-- Start Quoted text --
Even in the fog we found and followed the Thread of Life inside Thrumcap Island, then through Fisherman's Passage and up into Boothbay. Fog started clearing as we neared the harbor, and when we tied up at Boothbay Harbor Yacht Club, it was mostly clear there. Kristen, married to rick's brother Robert, brought their daughters Sabina (10) and Natalie (7.5), and a friend, Collett aboard for a sail. Collett's dad, Pierre, and grandmother victoria came aboard for a tour, but had chores to do ashore and didn't join us for a sail. While Rick & Kristen made a short shopping run, Brian told the girls that there was a stash of Oreos on board, and if they could find them, they could have some. That hunt would last the whole sail. We cast off just after 1100.
-- End Quoted text --
# Challenge 1
Please return everything from "Even in the" down to "just after 1100." in the Boothbay sailing text.
# Challenge 2
Where did the boat tie up, according to the Boothbay sailing text?
# Challenge 3
Name each person the Boothbay sailing text says was brought aboard or came aboard.
-- Start Recorded data --
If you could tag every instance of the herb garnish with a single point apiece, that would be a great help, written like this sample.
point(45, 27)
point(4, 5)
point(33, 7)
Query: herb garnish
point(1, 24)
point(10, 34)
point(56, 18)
-- End Recorded data --
# Response 1
Even in the fog we found and followed the Thread of Life inside Thrumcap Island, then through Fisherman's Passage and up into Boothbay. Fog started clearing as we neared the harbor, and when we tied up at Boothbay Harbor Yacht Club, it was mostly clear there. Kristen, married to rick's brother Robert, brought their daughters Sabina (10) and Natalie (7.5), and a friend, Collett aboard for a sail. Collett's dad, Pierre, and grandmother victoria came aboard for a tour, but had chores to do ashore and didn't join us for a sail. While Rick & Kristen made a short shopping run, Brian told the girls that there was a stash of Oreos on board, and if they could find them, they could have some. That hunt would last the whole sail. We cast off just after 1100.

# Response 2
At Boothbay Harbor Yacht Club.

# Response 3
Sabina, Natalie, Collett, Pierre, victoria